GIVEN DATA.
==============================

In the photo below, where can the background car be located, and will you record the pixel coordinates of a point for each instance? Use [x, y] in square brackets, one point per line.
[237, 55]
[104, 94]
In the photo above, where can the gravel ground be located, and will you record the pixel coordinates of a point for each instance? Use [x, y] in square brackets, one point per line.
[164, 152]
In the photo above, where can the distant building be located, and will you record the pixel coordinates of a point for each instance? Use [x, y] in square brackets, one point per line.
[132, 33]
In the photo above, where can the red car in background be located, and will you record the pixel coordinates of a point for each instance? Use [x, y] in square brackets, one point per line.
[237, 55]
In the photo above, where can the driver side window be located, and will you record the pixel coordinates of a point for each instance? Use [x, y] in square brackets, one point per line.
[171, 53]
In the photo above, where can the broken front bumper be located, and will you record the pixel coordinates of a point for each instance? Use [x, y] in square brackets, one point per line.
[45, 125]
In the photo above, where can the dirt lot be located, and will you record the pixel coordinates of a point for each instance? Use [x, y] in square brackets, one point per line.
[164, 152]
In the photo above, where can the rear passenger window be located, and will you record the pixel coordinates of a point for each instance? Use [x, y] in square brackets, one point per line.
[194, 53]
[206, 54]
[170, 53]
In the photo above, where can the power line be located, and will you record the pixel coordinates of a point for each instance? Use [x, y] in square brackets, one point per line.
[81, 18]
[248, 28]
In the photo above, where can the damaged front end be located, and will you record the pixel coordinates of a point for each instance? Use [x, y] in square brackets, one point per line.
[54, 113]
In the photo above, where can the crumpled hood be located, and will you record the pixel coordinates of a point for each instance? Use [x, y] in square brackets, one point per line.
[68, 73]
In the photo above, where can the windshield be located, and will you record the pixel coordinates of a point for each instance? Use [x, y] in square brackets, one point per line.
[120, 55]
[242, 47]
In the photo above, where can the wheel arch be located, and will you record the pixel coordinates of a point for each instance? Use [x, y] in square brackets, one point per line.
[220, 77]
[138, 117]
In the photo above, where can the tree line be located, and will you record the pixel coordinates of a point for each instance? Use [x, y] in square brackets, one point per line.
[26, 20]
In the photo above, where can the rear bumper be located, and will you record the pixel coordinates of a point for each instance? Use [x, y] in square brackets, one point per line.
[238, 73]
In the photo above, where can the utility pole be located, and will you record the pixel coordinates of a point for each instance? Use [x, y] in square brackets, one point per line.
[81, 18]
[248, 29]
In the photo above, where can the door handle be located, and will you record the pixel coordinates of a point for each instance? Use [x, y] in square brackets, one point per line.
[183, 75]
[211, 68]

==============================

SET PROBLEM.
Starting at the row that contains "In the photo above, where can the windshield" and ending at the last row, write out every row again, requests included, and shift each coordinate value in the answers by -144.

SOLUTION FOR THIS TASK.
In the photo above, where can the windshield be located, and will you record the pixel coordinates of a point for each instance? Use [x, y] in square brackets, one point per line.
[-24, -89]
[98, -97]
In the photo above, where can the wheel arch be located, and will you record the pixel coordinates of a point for each instance? Use [x, y] in square brackets, one point per line.
[76, -67]
[-6, -27]
In the photo above, where can the tree line be located, and will you record the pixel coordinates of a point for each instance? Use [x, y] in square brackets, one point per line.
[-118, -124]
In the photo above, where can the rear bumper be located, and will you record the pixel coordinates of a point for each instance? Use [x, y] in square brackets, one point per line.
[94, -71]
In the photo above, where can the utility pole be located, and will you record the pixel coordinates of a point for each instance? Use [x, y] in square brackets, one point per line.
[-63, -126]
[104, -115]
In the photo above, where can the door handle be located, and will you record the pixel coordinates of a point for each instance? Use [x, y] in square brackets, one point per line.
[39, -69]
[67, -76]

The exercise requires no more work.